Given entries START

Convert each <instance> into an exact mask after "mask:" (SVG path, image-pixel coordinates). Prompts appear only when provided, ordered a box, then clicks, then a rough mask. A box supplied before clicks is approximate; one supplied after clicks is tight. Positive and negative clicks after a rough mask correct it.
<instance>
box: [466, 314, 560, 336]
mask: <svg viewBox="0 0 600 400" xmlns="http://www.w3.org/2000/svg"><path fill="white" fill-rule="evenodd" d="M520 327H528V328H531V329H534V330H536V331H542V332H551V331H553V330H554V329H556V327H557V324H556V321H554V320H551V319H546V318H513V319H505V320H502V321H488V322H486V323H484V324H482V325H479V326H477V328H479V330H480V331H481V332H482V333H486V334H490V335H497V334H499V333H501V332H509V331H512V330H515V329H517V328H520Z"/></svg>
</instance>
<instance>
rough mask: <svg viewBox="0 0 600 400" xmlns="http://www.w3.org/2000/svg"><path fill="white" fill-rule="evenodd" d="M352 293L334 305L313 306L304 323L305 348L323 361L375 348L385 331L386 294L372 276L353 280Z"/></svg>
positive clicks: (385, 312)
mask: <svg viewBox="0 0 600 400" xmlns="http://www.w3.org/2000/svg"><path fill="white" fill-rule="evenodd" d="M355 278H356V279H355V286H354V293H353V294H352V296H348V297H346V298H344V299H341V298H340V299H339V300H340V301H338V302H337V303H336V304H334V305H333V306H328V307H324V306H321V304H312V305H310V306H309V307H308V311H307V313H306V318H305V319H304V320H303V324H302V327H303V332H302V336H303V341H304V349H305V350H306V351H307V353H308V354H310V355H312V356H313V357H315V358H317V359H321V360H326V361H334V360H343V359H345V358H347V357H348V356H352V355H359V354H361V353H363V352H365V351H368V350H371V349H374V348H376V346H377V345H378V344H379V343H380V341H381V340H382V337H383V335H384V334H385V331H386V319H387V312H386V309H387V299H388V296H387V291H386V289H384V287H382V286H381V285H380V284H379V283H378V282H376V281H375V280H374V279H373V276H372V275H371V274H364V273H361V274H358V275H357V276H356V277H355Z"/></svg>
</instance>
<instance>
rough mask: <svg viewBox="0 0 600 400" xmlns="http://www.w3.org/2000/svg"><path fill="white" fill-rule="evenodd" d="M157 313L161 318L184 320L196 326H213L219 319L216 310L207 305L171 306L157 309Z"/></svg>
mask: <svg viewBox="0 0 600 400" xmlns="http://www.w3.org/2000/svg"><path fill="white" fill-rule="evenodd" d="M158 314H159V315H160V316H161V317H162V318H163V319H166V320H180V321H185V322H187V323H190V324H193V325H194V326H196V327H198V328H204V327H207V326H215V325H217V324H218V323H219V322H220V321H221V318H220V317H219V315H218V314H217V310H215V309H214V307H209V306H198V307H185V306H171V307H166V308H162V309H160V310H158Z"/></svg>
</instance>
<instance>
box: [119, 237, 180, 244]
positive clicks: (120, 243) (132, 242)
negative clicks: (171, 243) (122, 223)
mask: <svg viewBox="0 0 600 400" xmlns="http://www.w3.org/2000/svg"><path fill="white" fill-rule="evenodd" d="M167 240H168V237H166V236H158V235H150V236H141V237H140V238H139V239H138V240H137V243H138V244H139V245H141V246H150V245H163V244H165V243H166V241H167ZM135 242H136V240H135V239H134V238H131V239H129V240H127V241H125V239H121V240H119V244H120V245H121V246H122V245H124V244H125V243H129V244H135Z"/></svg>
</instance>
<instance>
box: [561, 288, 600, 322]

Given entries END

Each record above needs to be transcribed word for word.

Solution to the exercise:
Convert each <instance> into an exact mask after "mask:" (SVG path, image-pixel coordinates). Prompts appear only when provided, ordered a box, then clicks, then a rough mask. A box supplied before clicks is approximate; one supplied after clicks is tight. Positive and negative clicks after a rough mask correct it.
<instance>
box: [466, 314, 560, 336]
mask: <svg viewBox="0 0 600 400" xmlns="http://www.w3.org/2000/svg"><path fill="white" fill-rule="evenodd" d="M520 327H528V328H531V329H534V330H536V331H542V332H551V331H553V330H554V329H556V327H557V324H556V321H554V320H551V319H546V318H513V319H505V320H502V321H488V322H486V323H484V324H482V325H479V326H477V328H479V330H480V331H481V332H482V333H486V334H490V335H497V334H499V333H501V332H509V331H512V330H515V329H517V328H520Z"/></svg>
</instance>
<instance>
rough mask: <svg viewBox="0 0 600 400" xmlns="http://www.w3.org/2000/svg"><path fill="white" fill-rule="evenodd" d="M352 293L334 305L313 306L304 323L305 348L323 361L375 348L385 331L386 294L372 276L353 280Z"/></svg>
positive clicks: (385, 312)
mask: <svg viewBox="0 0 600 400" xmlns="http://www.w3.org/2000/svg"><path fill="white" fill-rule="evenodd" d="M355 278H356V279H355V286H354V293H353V294H352V296H348V297H346V298H344V299H341V298H340V299H339V300H340V301H338V302H337V303H336V304H334V305H333V306H328V307H324V306H321V304H312V305H310V306H309V307H308V311H307V313H306V318H305V319H304V320H303V324H302V327H303V332H302V336H303V341H304V349H305V350H306V351H307V353H308V354H310V355H312V356H313V357H315V358H317V359H321V360H326V361H334V360H343V359H345V358H347V357H348V356H352V355H359V354H361V353H363V352H365V351H368V350H371V349H374V348H376V346H377V345H378V344H379V343H380V341H381V340H382V337H383V335H384V334H385V331H386V319H387V312H386V309H387V299H388V296H387V291H386V289H384V287H382V286H381V285H380V284H379V283H378V282H376V281H375V280H374V279H373V276H372V275H371V274H364V273H361V274H358V275H357V276H356V277H355Z"/></svg>
</instance>
<instance>
rough mask: <svg viewBox="0 0 600 400" xmlns="http://www.w3.org/2000/svg"><path fill="white" fill-rule="evenodd" d="M157 313L161 318L184 320L196 326H213L219 319L216 310L207 305L171 306L157 309Z"/></svg>
mask: <svg viewBox="0 0 600 400" xmlns="http://www.w3.org/2000/svg"><path fill="white" fill-rule="evenodd" d="M158 314H159V315H160V316H161V317H162V318H163V319H166V320H180V321H185V322H187V323H190V324H193V325H194V326H196V327H198V328H204V327H207V326H215V325H217V324H218V323H219V322H220V321H221V318H220V317H219V315H218V314H217V310H215V309H214V307H209V306H198V307H185V306H171V307H166V308H162V309H160V310H158Z"/></svg>
</instance>
<instance>
box: [119, 237, 180, 244]
positive clicks: (120, 243) (132, 242)
negative clicks: (171, 243) (122, 223)
mask: <svg viewBox="0 0 600 400" xmlns="http://www.w3.org/2000/svg"><path fill="white" fill-rule="evenodd" d="M167 240H168V237H166V236H158V235H150V236H141V237H140V238H139V239H138V240H137V243H138V244H139V245H141V246H150V245H163V244H165V243H166V241H167ZM135 242H136V240H135V239H134V238H131V239H129V240H127V241H125V239H121V240H119V244H120V245H121V246H122V245H124V244H125V243H129V244H135Z"/></svg>
</instance>
<instance>
box: [561, 288, 600, 322]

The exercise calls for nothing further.